-- Quoted passage follows --
Avalanche transistor can also be triggered by lowering the emitter voltage $V_E$, but this configuration is rarely seen in the literature and in practical circuits.: in reference Meiling & Stary (1968), paragraph 3.2.4 "Trigger circuits" one such configuration is described, where the avalanche transistor is used itself as a part of the trigger circuit of a complex pulser, while in reference Дьяконов (Dyakonov) (1973) a balanced level discriminator where a common bipolar junction transistor is emitter-coupled to an avalanche transistor is briefly described.

The two avalanche pulser described below are both base triggered and have two outputs. Since the device used is an NPN transistor, $V_{out1}$ is a positive going output while $V_{out2}$ is a negative going output: using a PNP transistor reverses the polarities of outputs. The description of their simplified versions, where resistor $R_E$ or $R_L$ is set to zero ohm (obviously not both) in order to have a single output, can be found in reference Millman & Taub (1965). Resistor $R_C$ recharges the capacitor $C_T$ or the transmission line $\scriptstyle TL_{t_f}$ (i.e. the energy storage components) after commutation. It has usually a high resistance to limit the static collector current, so the recharging process is slow. Sometimes this resistor is replaced by an electronic circuit which is capable of charging faster the energy storage components.

- Capacitor discharge avalanche pulser: a trigger signal applied to the base lead of the avalanche transistor cause the avalanche breakdown between the collector and emitter lead. The capacitor $C_T$ starts to be discharged by a current flowing through the resistors $R_E$ and $R_L$: the voltages across those resistors are the output voltages. The current waveform is not a simple RC discharge current but has a complex behavior which depends on the avalanche mechanism: however it has a very fast rise time, of the order of fractions of a nanosecond. Peak current depends on the size of the capacitor $C_T$: when its value is raised over a few hundred picofarads, transistor goes into second breakdown avalanche mode, and peak currents reach values of several amperes.
-- Quoted passage concluded --
__Required tasks__.
1. According to the avalanche pulser text, which reference describes the simplified single-output versions of the two pulsers?
2. Write a continuation of the avalanche pulser text, starting after its last sentence.
-- Data below follows --
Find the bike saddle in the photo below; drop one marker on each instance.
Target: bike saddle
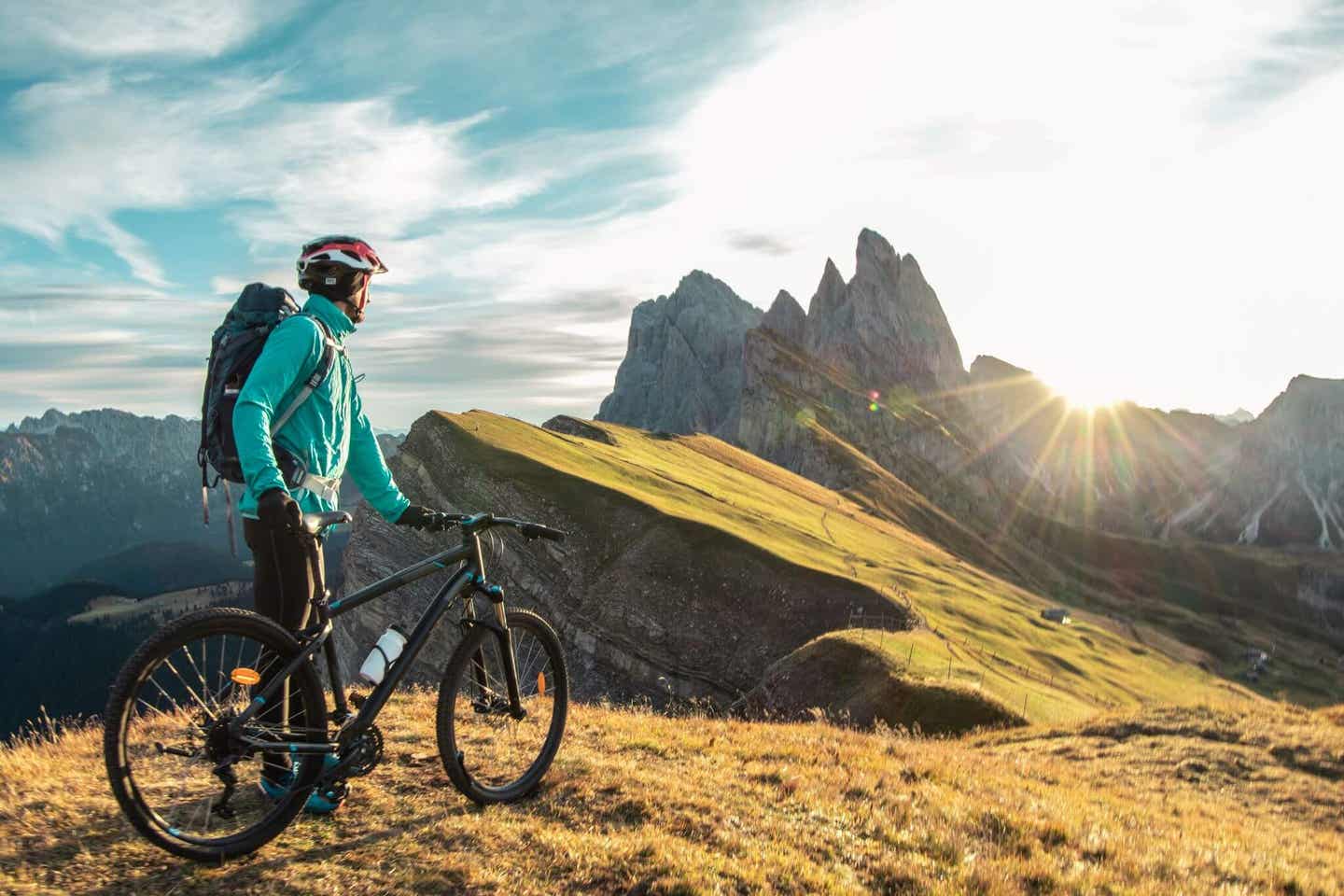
-- Data below concluded --
__Answer list__.
1. Millman & Taub (1965).

2.
- Transmission line avalanche pulser: a trigger signal applied to the base lead of the avalanche transistor cause the avalanche breakdown between the collector and emitter lead. The fast rise time of the collector current generates a current pulse of approximatively the same amplitude, which propagates along the transmission line. The pulse reaches the open circuited end of the line after the characteristic delay time $t_f$ of the line has elapsed, and then is reflected backward. If the characteristic impedance of the transmission line is equal to the resistances $R_E$ and $R_L$, the backward reflected pulse reaches the beginning of the line and stops. As a consequence of this traveling wave behavior, the current flowing through the avalanche transistor has a rectangular shape of duration

$t=2t_f\,$

In practical designs, an adjustable impedance like a two terminal Zobel network (or simply a trimmer capacitor) is placed from the collector of the avalanche transistor to ground, giving the transmission line pulser the ability to reduce ringing and other undesired behavior on the output voltages.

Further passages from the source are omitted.